TEXT PASSAGE below:
Question: Our relationship started on a strong friendship foundation. There was a real connection. But now we’re fighting all the time. I have worked with many therapists to try to control my jealousy but it only gets better for a while then it’s a problem again. Now he does not want to be sexually intimate with me. He says that because of my jealousy it is hard for him to be relaxed and intimate. I believe he still loves me, at least I hope so but can not bring himself to move past some of the things I’ve said and done. I don’t like being the way I am. I might lose him. I love him. Help me. Please.
Yangki’s Answer: There is no simple way to help you. Jealousy is not something you just advice someone to snap out of it and they do. Yes, it’s definitely triggered by feelings of deep insecurity — sometimes unfounded and other times as a result of the other person’s thoughtless or self-centered actions. I am not saying this is the case with you as you have not indicated to me that your guy is playing stupid head games just to get you jealous, but there are emotionally immature people who do this knowing too well how someone with insecurities will react. The other person’s emotional “upset” somehow reassures them they are “important and needed” — which makes them feel good about themselves.
End of TEXT PASSAGE.
THE DATA below:
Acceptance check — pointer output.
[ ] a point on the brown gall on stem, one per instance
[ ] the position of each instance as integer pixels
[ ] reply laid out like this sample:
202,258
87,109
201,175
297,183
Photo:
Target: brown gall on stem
End of THE DATA.
INSTRUCTIONS FOR THE TASK: Print the advice column on jealousy word for word, from "Yangki’s Answer: There" to "good about themselves.". The records have no connection to the advice column on jealousy.

ANSWER SECTION:
Yangki’s Answer: There is no simple way to help you. Jealousy is not something you just advice someone to snap out of it and they do. Yes, it’s definitely triggered by feelings of deep insecurity — sometimes unfounded and other times as a result of the other person’s thoughtless or self-centered actions. I am not saying this is the case with you as you have not indicated to me that your guy is playing stupid head games just to get you jealous, but there are emotionally immature people who do this knowing too well how someone with insecurities will react. The other person’s emotional “upset” somehow reassures them they are “important and needed” — which makes them feel good about themselves.